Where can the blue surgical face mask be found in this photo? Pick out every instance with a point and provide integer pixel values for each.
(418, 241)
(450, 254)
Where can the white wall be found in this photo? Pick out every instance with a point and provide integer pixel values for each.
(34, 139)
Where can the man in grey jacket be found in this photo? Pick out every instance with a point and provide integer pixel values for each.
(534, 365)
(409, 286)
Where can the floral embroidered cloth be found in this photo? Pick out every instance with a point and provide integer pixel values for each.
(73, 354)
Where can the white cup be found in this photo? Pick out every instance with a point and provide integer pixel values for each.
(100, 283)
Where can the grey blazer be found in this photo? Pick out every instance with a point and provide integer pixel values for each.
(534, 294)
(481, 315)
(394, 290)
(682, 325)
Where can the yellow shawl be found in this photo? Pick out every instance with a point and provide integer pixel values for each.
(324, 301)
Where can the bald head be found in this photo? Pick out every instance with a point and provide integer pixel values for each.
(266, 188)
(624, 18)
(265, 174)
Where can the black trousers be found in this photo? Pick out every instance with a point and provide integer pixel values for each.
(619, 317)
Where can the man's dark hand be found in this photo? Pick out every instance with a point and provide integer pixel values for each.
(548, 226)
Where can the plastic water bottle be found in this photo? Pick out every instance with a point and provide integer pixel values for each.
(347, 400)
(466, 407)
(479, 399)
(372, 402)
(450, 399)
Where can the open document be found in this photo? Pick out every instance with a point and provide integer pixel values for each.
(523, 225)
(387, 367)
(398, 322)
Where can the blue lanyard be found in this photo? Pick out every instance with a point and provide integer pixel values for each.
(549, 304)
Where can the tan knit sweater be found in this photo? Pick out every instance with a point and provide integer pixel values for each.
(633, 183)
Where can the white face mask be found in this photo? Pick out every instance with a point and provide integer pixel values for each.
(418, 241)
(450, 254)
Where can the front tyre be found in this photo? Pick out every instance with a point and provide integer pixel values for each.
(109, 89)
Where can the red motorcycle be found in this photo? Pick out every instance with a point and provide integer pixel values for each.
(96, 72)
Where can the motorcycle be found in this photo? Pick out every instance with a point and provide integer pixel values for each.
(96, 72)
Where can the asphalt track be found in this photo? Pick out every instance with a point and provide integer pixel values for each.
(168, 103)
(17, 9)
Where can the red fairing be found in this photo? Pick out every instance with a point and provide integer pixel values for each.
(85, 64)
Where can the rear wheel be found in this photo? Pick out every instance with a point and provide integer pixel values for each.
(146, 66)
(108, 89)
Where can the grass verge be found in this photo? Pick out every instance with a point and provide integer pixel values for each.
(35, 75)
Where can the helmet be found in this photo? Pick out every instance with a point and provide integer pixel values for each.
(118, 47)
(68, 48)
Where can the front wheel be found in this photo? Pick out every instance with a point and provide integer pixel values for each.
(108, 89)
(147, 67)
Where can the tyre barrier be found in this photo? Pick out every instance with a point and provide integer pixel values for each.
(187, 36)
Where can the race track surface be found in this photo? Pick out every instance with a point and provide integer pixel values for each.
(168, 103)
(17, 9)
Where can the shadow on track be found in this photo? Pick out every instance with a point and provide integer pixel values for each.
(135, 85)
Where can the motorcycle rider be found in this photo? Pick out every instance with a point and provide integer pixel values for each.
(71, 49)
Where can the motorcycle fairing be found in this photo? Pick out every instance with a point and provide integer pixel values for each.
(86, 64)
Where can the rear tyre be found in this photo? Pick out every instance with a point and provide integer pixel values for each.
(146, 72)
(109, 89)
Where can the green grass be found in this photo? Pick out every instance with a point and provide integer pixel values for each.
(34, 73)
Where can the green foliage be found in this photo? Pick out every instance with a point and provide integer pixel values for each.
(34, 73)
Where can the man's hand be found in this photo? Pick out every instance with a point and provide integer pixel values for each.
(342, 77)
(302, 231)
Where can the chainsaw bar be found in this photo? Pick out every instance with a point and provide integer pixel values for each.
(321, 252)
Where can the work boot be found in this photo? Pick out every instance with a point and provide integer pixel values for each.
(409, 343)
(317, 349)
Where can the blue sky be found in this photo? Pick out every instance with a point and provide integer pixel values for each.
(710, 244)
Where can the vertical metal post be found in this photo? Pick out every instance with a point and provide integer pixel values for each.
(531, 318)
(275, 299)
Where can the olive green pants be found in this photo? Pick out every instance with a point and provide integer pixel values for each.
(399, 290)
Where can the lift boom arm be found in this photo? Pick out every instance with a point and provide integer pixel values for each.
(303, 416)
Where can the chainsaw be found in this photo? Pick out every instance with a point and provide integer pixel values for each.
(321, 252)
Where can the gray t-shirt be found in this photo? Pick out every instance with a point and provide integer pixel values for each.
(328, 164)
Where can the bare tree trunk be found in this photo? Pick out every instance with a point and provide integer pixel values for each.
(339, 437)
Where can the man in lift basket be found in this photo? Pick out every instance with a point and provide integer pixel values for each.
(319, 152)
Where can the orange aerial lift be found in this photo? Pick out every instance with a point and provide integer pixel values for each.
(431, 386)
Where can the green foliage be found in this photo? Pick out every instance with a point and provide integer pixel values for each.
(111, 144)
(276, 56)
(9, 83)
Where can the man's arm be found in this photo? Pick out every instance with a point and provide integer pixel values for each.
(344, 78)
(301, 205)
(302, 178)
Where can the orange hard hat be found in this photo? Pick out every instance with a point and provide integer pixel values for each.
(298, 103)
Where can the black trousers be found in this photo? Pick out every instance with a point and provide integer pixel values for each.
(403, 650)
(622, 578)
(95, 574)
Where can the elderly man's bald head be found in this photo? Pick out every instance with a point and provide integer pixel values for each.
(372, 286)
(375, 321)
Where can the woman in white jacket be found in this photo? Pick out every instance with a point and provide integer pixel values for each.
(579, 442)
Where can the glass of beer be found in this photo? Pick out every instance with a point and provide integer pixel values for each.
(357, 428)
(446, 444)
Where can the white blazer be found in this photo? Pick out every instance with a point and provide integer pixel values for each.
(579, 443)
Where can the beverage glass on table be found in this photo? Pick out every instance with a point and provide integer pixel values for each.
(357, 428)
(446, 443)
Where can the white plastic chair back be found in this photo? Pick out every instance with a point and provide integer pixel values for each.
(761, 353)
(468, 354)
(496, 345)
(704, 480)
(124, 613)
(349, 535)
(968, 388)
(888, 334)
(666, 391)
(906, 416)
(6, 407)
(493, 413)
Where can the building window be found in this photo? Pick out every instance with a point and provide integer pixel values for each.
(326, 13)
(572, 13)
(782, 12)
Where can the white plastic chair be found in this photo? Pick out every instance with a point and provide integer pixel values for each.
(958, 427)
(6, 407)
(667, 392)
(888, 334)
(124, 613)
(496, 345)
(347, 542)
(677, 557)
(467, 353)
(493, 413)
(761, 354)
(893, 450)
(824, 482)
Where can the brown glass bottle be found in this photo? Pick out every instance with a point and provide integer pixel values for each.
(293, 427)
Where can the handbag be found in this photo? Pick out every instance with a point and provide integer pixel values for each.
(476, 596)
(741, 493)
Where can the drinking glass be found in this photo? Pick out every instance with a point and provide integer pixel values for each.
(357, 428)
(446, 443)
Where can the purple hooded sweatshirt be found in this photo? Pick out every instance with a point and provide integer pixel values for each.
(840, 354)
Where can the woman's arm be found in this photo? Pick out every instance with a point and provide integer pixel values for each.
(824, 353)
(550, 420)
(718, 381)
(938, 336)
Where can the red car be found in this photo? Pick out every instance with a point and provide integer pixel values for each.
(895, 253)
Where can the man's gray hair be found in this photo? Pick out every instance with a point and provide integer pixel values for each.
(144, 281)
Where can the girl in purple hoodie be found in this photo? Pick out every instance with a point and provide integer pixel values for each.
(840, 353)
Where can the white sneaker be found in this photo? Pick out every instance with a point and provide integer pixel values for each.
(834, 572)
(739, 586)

········

PROMPT ▸ Copy out all of the records above with nothing altered.

THE ANSWER ▸
Where can the blue surgical face mask be found in this photo? Pick out every instance with a point and provide integer pixel values for each.
(418, 241)
(450, 254)
Where can the white wall be found in this photo? Pick out every instance with a point and provide integer pixel values for each.
(34, 139)
Where can the man in grey jacket be found in this photo? Pick out every instance with a point and provide integer pixel values for each.
(534, 365)
(409, 286)
Where can the floral embroidered cloth be found in this photo? Pick out every instance with a point and provide integer pixel values for each.
(73, 354)
Where can the white cup be found in this photo? Pick out every instance with a point and provide integer pixel values for each.
(100, 283)
Where can the grey blazer be found in this photo? Pick out every instance with a point and provide integer pixel values for each.
(534, 294)
(481, 315)
(394, 290)
(682, 325)
Where can the yellow shawl be found in this photo? Pick out every instance with a point and provide integer pixel values for each.
(324, 301)
Where can the bald head be found in this photo? Pick out every instance with a point and provide integer pixel values for each.
(266, 188)
(624, 18)
(265, 174)
Where can the black trousers be found in this photo? Pick out every instance with a point and provide integer pixel values for each.
(619, 317)
Where can the man's dark hand be found in this photo? Pick out every instance with a point and provide integer pixel values for each.
(548, 226)
Where can the plastic water bottle be found in this photo? Pick out every instance with a point and provide integer pixel values for each.
(347, 400)
(466, 407)
(479, 399)
(372, 402)
(450, 399)
Where can the open document be found in this photo? Pick out every instance with a point and provide integer pixel values for each.
(523, 225)
(387, 367)
(398, 322)
Where can the blue lanyard be found in this photo? Pick out every instance with a point and provide integer pixel values for each.
(549, 304)
Where can the tan knit sweater be found in this photo? Pick out every instance with a point and provide integer pixel values for each.
(633, 183)
Where can the white face mask be found in this photo? Pick out every instance with a point and provide integer pixel values for each.
(418, 241)
(450, 254)
Where can the front tyre be found in this photo? Pick out every instance with a point and provide integer pixel values for each.
(109, 89)
Where can the red motorcycle be found in this photo? Pick out every instance with a point and provide integer pixel values for each.
(96, 72)
Where can the motorcycle be found in this photo? Pick out every instance with a point and provide integer pixel values for each.
(96, 72)
Where can the asphalt track be found in this photo? Pick out every instance with a point and provide integer pixel values for each.
(168, 103)
(17, 9)
Where can the red fairing be found in this photo? Pick out every instance with a point and provide integer pixel values for each.
(85, 64)
Where can the rear wheel be found in this photo? Pick out every instance with a point and provide integer pixel values for each.
(146, 66)
(108, 89)
Where can the grass verge be found in this photo? Pick out every instance with a point and provide integer pixel values for each.
(35, 75)
Where can the helmet be found in this photo? Pick out every instance with a point and provide integer pixel values for each.
(118, 47)
(68, 48)
Where can the front wheel be found in this photo? Pick out every instance with a point and provide integer pixel values for each.
(108, 89)
(147, 67)
Where can the tyre barrier be found in this photo? Pick out every instance with a point and provide integer pixel values for each.
(187, 36)
Where can the race track surface be found in this photo? Pick out every instance with a point and provide integer pixel values for each.
(168, 103)
(17, 9)
Where can the shadow on track be found in this photo? Pick out every instance with a point and provide integer pixel values for each.
(135, 85)
Where can the motorcycle rider be found in this photo? Pick out every instance with a point and provide integer pixel values for each.
(71, 49)
Where can the motorcycle fairing be found in this photo? Pick out every instance with a point and provide integer pixel values for each.
(86, 64)
Where can the rear tyre be found in this photo? Pick out every instance with a point and provide integer pixel values for each.
(146, 72)
(109, 89)
Where can the green grass be found in this photo? Pick out every instance with a point and provide integer pixel values for each.
(34, 73)
Where can the green foliage be found in this photo? Pick out every instance with a point and provide integer pixel values for each.
(34, 73)
Where can the man's hand be found in this photo? Pick out every instance with a point and provide integer pixel values for each.
(342, 77)
(302, 231)
Where can the chainsaw bar be found in this photo? Pick out every instance with a point and provide integer pixel values for each.
(321, 252)
Where can the work boot be found in this photo? Pick out every instance with a point and provide integer pixel values for each.
(409, 343)
(317, 349)
Where can the blue sky be found in this photo? Pick out every instance with a point and provide integer pixel values for each.
(710, 244)
Where can the vertical metal post be found in this photo? Pick out every instance with a point and provide integer pixel values for each.
(531, 318)
(275, 299)
Where can the olive green pants be found in this photo? Pick out every instance with a point and provide integer pixel values for each.
(399, 290)
Where can the lift boom arm be found in this photo? Pick out every instance with a point and provide integer pixel values for each.
(303, 416)
Where can the chainsaw be found in this photo? Pick out every instance with a point and provide integer pixel values for each.
(321, 252)
Where can the gray t-shirt be found in this photo? Pick out every instance with a point and provide integer pixel values for each.
(328, 164)
Where can the bare tree trunk be found in this photo? Pick out every instance with a point and provide integer pixel values for each.
(339, 437)
Where can the man in lift basket be found in this photo? Pick out every instance with a point and provide integer pixel values for each.
(319, 152)
Where can the orange aerial lift be found in this photo? Pick out every instance with a point and provide integer pixel values for each.
(431, 386)
Where can the green foliage be found in this photo? Pick out every instance with a point and provide integer pixel values for each.
(111, 144)
(276, 56)
(9, 83)
Where can the man's arm be found in this photo? Pick out every instance with a point and provide integer pixel values for each.
(344, 78)
(301, 205)
(302, 178)
Where can the orange hard hat be found in this photo? Pick out every instance with a point and provide integer pixel values for each.
(298, 103)
Where can the black trousers be found in this photo? Pick out every instance with a point and provide integer pixel values for each.
(403, 650)
(622, 578)
(95, 574)
Where can the elderly man's bald head be found in this photo? Pick out every instance with a point and provide integer pixel values for each.
(372, 286)
(375, 321)
Where can the woman in white jacket be found in this photo? Pick out every instance with a point and provide integer pixel values for each.
(579, 442)
Where can the glass of beer be found in this photo? Pick out every instance with a point and provide integer pixel values for each.
(357, 428)
(446, 444)
Where can the white blazer be found in this photo? Pick out every instance with a point and provide integer pixel values for each.
(579, 443)
Where can the beverage glass on table be found in this photo? Pick out every instance with a point and provide integer pixel values for each.
(357, 428)
(446, 443)
Where can the white plastic chair back be found in this photo? Pick out every instance with a point and provide integer pixel values for each.
(761, 353)
(468, 354)
(496, 345)
(704, 480)
(124, 613)
(349, 535)
(968, 388)
(888, 334)
(666, 391)
(906, 416)
(6, 407)
(493, 413)
Where can the building window be found in this photo? Pick out every instance with a point and provide integer pixel values for each.
(326, 13)
(572, 13)
(782, 12)
Where can the white plastic chair be found in this photo? Pick out every instance with a point and provide integer pixel values for each.
(958, 427)
(6, 407)
(667, 392)
(888, 334)
(124, 613)
(496, 345)
(347, 542)
(677, 557)
(467, 353)
(493, 413)
(761, 354)
(893, 450)
(824, 482)
Where can the brown glass bottle be found in this photo? Pick out every instance with a point and provide integer pixel values for each.
(293, 427)
Where can the handbag be found in this photo? Pick out every instance with a point and provide integer pixel values for each.
(476, 596)
(741, 493)
Where can the drinking glass be found in this photo? Pick out every instance with a point and provide integer pixel values for each.
(357, 428)
(446, 443)
Where can the purple hooded sweatshirt be found in this photo? Pick out every instance with a point and provide integer pixel values for each.
(840, 354)
Where can the woman's arm be found in this photo? Pick out every instance with a point and provide integer pixel values for each.
(824, 353)
(550, 420)
(718, 381)
(938, 336)
Where can the red car be found in this photo? Pick out every instance with a point and provide integer pixel values for each.
(895, 253)
Where can the man's gray hair be found in this photo? Pick out every instance with a point and provide integer pixel values for each.
(144, 281)
Where can the girl in purple hoodie be found in this photo? Pick out every instance with a point and provide integer pixel values for each.
(840, 353)
Where can the white sneaker be found in this photo? Pick out every instance with a point and provide integer pixel values for each.
(834, 572)
(739, 586)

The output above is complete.